# Task to carry out
Could you edit the data below so that every "instance" becomes "object", with nothing else altered?

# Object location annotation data

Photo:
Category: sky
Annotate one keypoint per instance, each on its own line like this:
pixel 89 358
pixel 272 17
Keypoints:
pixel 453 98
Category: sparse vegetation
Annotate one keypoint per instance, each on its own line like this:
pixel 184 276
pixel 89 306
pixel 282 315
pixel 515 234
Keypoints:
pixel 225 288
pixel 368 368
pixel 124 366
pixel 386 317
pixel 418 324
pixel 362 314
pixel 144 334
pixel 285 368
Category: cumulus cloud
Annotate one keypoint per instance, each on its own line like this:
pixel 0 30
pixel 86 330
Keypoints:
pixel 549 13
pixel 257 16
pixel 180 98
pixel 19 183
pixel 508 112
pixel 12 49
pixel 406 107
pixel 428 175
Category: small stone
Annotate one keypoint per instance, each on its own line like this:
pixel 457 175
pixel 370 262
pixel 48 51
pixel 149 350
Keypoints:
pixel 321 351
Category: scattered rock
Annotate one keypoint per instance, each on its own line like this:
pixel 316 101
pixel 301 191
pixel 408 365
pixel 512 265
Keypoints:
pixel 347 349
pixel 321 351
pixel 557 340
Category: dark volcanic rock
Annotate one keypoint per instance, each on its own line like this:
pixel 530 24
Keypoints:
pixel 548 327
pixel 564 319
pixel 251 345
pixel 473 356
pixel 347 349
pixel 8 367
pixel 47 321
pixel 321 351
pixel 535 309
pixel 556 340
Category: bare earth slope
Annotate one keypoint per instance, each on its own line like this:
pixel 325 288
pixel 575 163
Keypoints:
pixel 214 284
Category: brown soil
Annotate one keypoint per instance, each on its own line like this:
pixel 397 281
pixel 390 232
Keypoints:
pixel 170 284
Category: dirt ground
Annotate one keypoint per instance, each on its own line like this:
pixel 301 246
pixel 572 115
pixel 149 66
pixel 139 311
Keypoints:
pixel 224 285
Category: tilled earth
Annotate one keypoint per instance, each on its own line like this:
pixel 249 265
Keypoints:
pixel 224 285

# Solution to this task
Photo:
Category: sky
Annotate one keypoint per object, each on its own line like this:
pixel 89 358
pixel 272 17
Keypoints:
pixel 453 98
Category: sparse vegetation
Annotate one keypoint per object, each on its own line like this:
pixel 184 276
pixel 89 306
pixel 282 315
pixel 515 234
Keypoints:
pixel 225 288
pixel 368 368
pixel 124 366
pixel 386 317
pixel 418 324
pixel 362 314
pixel 144 334
pixel 285 368
Category: cumulus cloud
Annotate one keypoint per object, each on its own line like this:
pixel 0 30
pixel 86 330
Keypoints:
pixel 549 13
pixel 257 16
pixel 180 98
pixel 19 183
pixel 508 112
pixel 12 49
pixel 406 107
pixel 428 175
Category: small stone
Annotate one keypoint per object, each on its own line like this:
pixel 457 175
pixel 370 262
pixel 48 51
pixel 149 350
Keypoints:
pixel 321 351
Category: scattered rock
Annotate one keypoint per object, each on its own line like this:
pixel 316 101
pixel 301 191
pixel 408 365
pixel 512 265
Keypoints:
pixel 347 349
pixel 321 351
pixel 557 340
Category: dark volcanic rock
Annotate one keypoint per object, each on its own line like this:
pixel 530 24
Keypoints:
pixel 548 327
pixel 564 319
pixel 251 345
pixel 473 356
pixel 347 349
pixel 8 367
pixel 47 321
pixel 321 351
pixel 535 309
pixel 556 340
Category: bare earth slope
Annotate one keypoint per object, each on its own line like this:
pixel 325 288
pixel 575 163
Keypoints:
pixel 214 284
Category: brown soil
Annotate one keypoint per object, each on its own line like this:
pixel 397 281
pixel 390 232
Keypoints:
pixel 170 284
Category: dirt ground
Annotate one keypoint per object, each on its own line like this:
pixel 301 246
pixel 572 115
pixel 149 66
pixel 139 311
Keypoints:
pixel 224 285
Category: tilled earth
Annotate one keypoint per object, each on its own line like this:
pixel 249 265
Keypoints:
pixel 224 285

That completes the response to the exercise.